*** Opening EXTRACTED RECORDS ***

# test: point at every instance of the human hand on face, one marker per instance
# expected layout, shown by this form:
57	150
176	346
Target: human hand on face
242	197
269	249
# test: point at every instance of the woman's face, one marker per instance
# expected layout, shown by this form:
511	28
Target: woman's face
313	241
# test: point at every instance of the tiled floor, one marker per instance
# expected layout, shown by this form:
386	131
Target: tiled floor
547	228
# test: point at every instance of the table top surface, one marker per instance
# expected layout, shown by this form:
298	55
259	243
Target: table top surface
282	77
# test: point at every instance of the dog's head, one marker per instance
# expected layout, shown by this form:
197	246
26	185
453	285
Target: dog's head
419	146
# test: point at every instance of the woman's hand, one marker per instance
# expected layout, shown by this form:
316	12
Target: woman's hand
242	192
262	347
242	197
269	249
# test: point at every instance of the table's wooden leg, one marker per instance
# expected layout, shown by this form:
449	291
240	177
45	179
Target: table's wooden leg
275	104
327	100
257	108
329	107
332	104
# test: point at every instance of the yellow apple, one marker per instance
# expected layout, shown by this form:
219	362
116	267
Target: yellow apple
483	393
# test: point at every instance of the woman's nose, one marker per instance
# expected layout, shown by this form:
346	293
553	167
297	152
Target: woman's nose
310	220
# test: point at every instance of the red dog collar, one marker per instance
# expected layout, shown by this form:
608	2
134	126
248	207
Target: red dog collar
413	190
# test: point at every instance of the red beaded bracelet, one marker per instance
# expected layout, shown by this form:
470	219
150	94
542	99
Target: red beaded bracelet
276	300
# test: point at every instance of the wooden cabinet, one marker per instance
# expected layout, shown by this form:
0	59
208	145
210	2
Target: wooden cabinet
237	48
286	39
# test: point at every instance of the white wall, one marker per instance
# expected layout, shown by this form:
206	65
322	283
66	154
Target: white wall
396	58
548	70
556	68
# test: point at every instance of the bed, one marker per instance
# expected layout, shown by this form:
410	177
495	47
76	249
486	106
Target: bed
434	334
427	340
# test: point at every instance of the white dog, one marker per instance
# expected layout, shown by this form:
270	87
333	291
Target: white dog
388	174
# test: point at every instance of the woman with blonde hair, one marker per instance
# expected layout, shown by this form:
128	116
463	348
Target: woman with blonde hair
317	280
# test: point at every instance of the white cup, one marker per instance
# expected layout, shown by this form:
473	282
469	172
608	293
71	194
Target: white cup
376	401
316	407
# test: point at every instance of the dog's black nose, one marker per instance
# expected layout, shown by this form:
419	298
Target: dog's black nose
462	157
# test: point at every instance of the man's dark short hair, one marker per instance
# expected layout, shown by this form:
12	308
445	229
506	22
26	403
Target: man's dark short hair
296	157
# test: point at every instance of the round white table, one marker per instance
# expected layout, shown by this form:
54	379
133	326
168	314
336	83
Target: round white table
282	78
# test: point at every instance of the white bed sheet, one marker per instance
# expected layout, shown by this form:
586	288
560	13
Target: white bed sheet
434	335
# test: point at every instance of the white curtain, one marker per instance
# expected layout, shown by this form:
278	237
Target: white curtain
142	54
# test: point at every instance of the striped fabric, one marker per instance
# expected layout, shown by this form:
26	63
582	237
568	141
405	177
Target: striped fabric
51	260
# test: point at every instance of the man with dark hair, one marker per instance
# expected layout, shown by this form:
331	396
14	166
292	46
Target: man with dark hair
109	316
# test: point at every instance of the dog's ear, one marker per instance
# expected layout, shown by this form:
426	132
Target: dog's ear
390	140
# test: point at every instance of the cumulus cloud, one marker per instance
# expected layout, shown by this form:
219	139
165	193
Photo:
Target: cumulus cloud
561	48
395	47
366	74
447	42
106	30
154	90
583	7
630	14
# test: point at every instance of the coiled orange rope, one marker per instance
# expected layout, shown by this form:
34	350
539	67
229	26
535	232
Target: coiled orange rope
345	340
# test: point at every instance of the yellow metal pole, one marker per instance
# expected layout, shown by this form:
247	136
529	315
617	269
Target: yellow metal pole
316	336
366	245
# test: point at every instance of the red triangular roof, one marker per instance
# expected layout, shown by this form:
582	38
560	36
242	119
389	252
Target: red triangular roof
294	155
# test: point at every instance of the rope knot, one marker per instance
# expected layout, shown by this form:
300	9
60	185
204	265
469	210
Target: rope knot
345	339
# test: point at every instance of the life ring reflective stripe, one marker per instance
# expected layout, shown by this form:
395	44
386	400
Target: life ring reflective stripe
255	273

*** Closing EXTRACTED RECORDS ***

**EXERCISE DIRECTIONS**
Transcribe all the entries exactly, as they stand.

**SOLUTION FOR THIS EXERCISE**
# test: point at every instance of the human hand on face, one marker per instance
# expected layout, shown by this form:
57	150
176	346
Target: human hand on face
242	197
269	249
# test: point at every instance of the woman's face, one marker per instance
# expected layout, shown by this form:
511	28
Target: woman's face
313	241
# test: point at every instance of the tiled floor, one marker per instance
# expected layout, shown by this form:
386	131
Target: tiled floor
547	228
# test: point at every instance of the table top surface, one marker per instance
# expected layout, shown by this form:
298	55
259	243
Target: table top surface
282	77
# test: point at every instance of the dog's head, one marker per instance
# expected layout, shown by this form:
197	246
26	185
453	285
Target: dog's head
419	146
# test: point at every instance of the woman's hand, one marker per instance
# expected layout, shown by this form:
316	12
Target: woman's hand
242	192
262	347
242	197
269	249
# test: point at every instance of the table's wooden leg, one marker per instance
# expected layout, shown by this form:
449	291
240	177
45	179
Target: table's wooden leg
275	104
327	100
257	108
329	107
332	104
# test: point at every instance of the yellow apple, one marker per instance
# expected layout, shown by this form:
219	362
116	267
Target: yellow apple
483	393
# test: point at every instance of the woman's nose, one marker per instance
# expected layout, shown by this form:
346	293
553	167
297	152
Target: woman's nose
310	220
# test: point at every instance of the red dog collar, one marker per instance
# expected layout, shown by this form:
608	2
134	126
248	207
Target: red dog collar
413	190
# test: point at every instance of the red beaded bracelet, one marker per instance
# expected layout, shown by this form:
470	219
150	94
542	99
Target: red beaded bracelet
276	300
# test: point at every instance of the wooden cabinet, one marker per instance
# expected layout, shown by this form:
0	59
208	145
210	2
Target: wooden cabinet
237	48
286	39
# test: point at every instance of the white wall, one marker per instance
# expected layout, shown by this form:
206	65
322	283
66	154
Target: white wall
396	58
548	70
556	68
# test: point at every instance of the bed, one marker per instance
# expected layout, shown by this form:
410	177
495	47
76	249
486	106
Target: bed
434	334
427	340
# test: point at every instance of the white dog, one marker per instance
# expected layout, shown by this form:
270	87
333	291
Target: white dog
388	174
# test: point at every instance of the woman with blonde hair, one marker per instance
# expected layout, shown by this form:
128	116
463	348
Target: woman with blonde hair
317	280
# test: point at every instance of the white cup, one marker per instance
# expected layout, shown by this form:
473	282
469	172
608	293
71	194
Target: white cup
376	401
316	407
# test: point at every instance of the dog's black nose, one marker per instance
# expected layout, shown by this form:
419	298
Target: dog's black nose
462	157
# test: point at every instance of the man's dark short hair, one marker per instance
# expected layout, shown by this form:
12	308
445	229
506	22
26	403
Target: man's dark short hair
296	157
# test: point at every instance of the round white table, one marker per instance
# expected layout, shown by this form:
54	379
133	326
168	314
336	83
Target: round white table
282	78
# test: point at every instance of the white bed sheet, one marker per instance
# expected layout, shown by this form:
586	288
560	13
Target: white bed sheet
434	335
# test: point at every instance of the white curtain, one marker per instance
# expected layout, shown by this form:
278	237
Target: white curtain
142	54
# test: point at every instance of the striped fabric, one marker per instance
# expected layout, shown by this form:
26	63
582	237
568	141
405	177
Target: striped fabric
51	260
# test: point at every instance of the man with dark hair, one marker per instance
# expected layout, shown by this form:
331	396
14	166
292	46
Target: man with dark hair
109	316
# test: point at every instance of the dog's ear, one marker per instance
# expected layout, shown by this form:
426	132
Target: dog's ear
390	140
# test: point at every instance of the cumulus cloud, one marker per instance
# expected layout, shown by this form:
219	139
165	193
Photo:
Target: cumulus cloud
561	48
395	47
366	74
447	42
106	30
154	90
583	7
630	14
# test: point at every instance of the coiled orange rope, one marker per instance
# expected layout, shown by this form:
34	350
539	67
229	26
535	232
Target: coiled orange rope
345	340
# test: point at every instance of the yellow metal pole, one marker per instance
# expected layout, shown by this form:
247	136
529	315
617	269
Target: yellow metal pole
316	336
366	245
# test: point at every instance of the red triangular roof, one marker per instance
# expected layout, shown by this form:
582	38
560	36
242	119
389	252
Target: red triangular roof
294	155
# test: point at every instance of the rope knot, one marker per instance
# expected layout, shown by this form:
300	9
60	185
204	265
469	210
Target: rope knot
345	339
# test: point at every instance of the life ring reflective stripe, one marker per instance
# expected layout, shown by this form:
395	44
386	400
Target: life ring reflective stripe
255	273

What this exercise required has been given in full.